_Provided data:_
====

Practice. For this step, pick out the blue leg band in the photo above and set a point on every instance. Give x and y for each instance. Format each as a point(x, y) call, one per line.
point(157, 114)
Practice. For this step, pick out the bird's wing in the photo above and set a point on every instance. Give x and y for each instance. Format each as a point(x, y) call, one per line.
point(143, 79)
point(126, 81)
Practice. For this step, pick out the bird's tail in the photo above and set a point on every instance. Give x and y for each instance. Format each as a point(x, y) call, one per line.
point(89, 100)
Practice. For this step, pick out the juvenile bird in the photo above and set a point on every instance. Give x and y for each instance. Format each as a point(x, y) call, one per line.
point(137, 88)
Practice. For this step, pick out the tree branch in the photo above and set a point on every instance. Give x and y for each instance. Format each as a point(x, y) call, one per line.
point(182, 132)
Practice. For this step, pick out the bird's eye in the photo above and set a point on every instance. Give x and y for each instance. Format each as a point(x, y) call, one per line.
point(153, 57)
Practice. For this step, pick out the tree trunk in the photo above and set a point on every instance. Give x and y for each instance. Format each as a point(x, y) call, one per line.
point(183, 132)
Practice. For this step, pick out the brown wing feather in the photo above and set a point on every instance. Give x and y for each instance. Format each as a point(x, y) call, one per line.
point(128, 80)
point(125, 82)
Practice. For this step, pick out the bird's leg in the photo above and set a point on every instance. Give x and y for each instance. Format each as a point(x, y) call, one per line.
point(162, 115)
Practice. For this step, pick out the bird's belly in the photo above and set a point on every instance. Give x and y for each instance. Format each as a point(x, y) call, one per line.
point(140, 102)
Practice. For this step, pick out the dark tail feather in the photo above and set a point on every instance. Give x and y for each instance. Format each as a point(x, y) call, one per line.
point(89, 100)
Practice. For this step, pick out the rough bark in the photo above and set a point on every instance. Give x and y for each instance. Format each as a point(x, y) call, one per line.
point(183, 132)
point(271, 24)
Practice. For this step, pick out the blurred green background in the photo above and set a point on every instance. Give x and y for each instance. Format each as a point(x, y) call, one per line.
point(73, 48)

====

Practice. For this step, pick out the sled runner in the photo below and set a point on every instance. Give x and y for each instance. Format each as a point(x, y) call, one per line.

====

_Work instructions:_ Arrange the entries from the line with "Practice. For this step, pick out the tree trunk" up to and including the line with "point(125, 82)" as a two-column CSV headed instruction and response. Give each entry one row, with its text and its answer each in a single quoted field and any line breaks replaced by spaces.

_Correct result:_
instruction,response
"Practice. For this step, pick out the tree trunk in the photo above and set a point on every instance. Give x and y for each instance. Format each as a point(x, y) call, one per line.","point(183, 132)"
"Practice. For this step, pick out the brown wing feather in the photo above and set a point on every instance. Give x and y for each instance. Format each as a point(x, y) call, one per line.","point(128, 80) point(125, 82)"